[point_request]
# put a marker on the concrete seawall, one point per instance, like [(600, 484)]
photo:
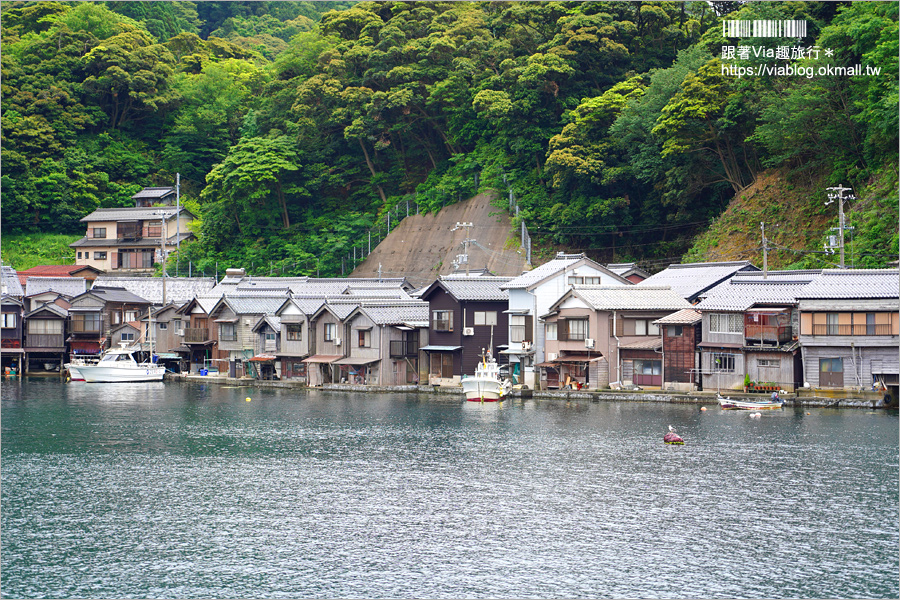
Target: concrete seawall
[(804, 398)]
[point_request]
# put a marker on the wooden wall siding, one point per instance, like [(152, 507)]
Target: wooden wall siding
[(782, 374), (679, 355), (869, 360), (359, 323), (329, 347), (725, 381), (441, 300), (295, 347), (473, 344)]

----

* [Set task]: Could you write out all the rows above again, switching "marker" to "dot" everywhere and changing nothing else, with the pictures left out?

* [Task response]:
[point_request]
# put a dot on the concrete seawall, one point per instance, like [(600, 484)]
photo:
Target: concrete seawall
[(804, 398)]
[point_request]
# put a dot on the wooden wall siding, one point per instance, like [(152, 507)]
Target: wooden wall siding
[(782, 374), (679, 355), (869, 360), (359, 323), (329, 347), (725, 381), (441, 300), (295, 347), (473, 344)]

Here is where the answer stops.